Description of the task:
Give the lines from the one with "Where is the black" through the last line again, changing every "bounding box" to "enclosing rectangle" and leaving everything else unchanged. Return only those lines.

Material for this task:
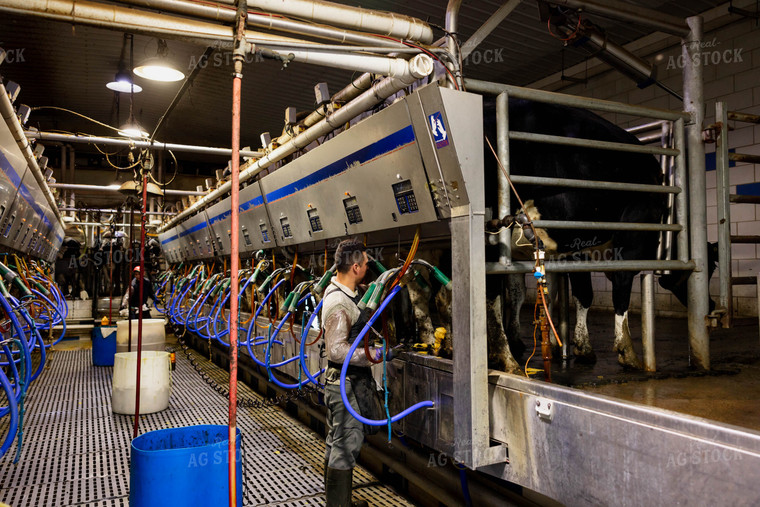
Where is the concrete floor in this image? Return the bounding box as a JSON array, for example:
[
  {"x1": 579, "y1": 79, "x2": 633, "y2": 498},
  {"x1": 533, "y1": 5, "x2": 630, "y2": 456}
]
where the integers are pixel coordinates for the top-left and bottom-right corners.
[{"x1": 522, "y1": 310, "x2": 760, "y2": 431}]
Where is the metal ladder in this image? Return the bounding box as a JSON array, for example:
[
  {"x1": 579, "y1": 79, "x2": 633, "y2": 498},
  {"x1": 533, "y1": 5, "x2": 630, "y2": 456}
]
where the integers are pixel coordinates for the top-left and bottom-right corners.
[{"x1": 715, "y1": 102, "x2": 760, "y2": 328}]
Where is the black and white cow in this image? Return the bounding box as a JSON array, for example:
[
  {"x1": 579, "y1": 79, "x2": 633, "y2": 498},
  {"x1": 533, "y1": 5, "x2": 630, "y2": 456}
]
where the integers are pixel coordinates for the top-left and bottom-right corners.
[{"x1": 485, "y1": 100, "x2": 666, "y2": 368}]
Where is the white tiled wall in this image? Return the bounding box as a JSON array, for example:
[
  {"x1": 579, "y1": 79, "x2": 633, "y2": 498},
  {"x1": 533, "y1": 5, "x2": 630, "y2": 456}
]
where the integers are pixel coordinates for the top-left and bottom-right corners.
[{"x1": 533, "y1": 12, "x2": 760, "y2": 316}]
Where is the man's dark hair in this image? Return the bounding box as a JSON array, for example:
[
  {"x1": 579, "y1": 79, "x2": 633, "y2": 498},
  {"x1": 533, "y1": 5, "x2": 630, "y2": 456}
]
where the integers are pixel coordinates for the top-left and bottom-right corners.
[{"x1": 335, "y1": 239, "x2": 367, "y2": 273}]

Final result:
Where is the black and white cow in this image? Return the enclosing rectangle as a JSON array, for example:
[
  {"x1": 579, "y1": 79, "x2": 633, "y2": 498},
  {"x1": 533, "y1": 5, "x2": 630, "y2": 456}
]
where the integers are pixel coordinates for the top-left and bottom-right corners.
[{"x1": 485, "y1": 100, "x2": 666, "y2": 368}]
Where is the white tiled wall in this image? Return the enclosing rectangle as a JSON array, for example:
[
  {"x1": 579, "y1": 79, "x2": 633, "y2": 498},
  {"x1": 533, "y1": 5, "x2": 630, "y2": 456}
]
where the integers are pixel coordinates for the top-left and bottom-right corners.
[{"x1": 533, "y1": 12, "x2": 760, "y2": 316}]
Where is the man's dark hair in this image? Return the enclosing rectangle as a JSON array, for example:
[
  {"x1": 579, "y1": 79, "x2": 633, "y2": 498},
  {"x1": 533, "y1": 5, "x2": 630, "y2": 456}
]
where the integers are pixel coordinates for the top-left and bottom-right corners.
[{"x1": 335, "y1": 239, "x2": 367, "y2": 273}]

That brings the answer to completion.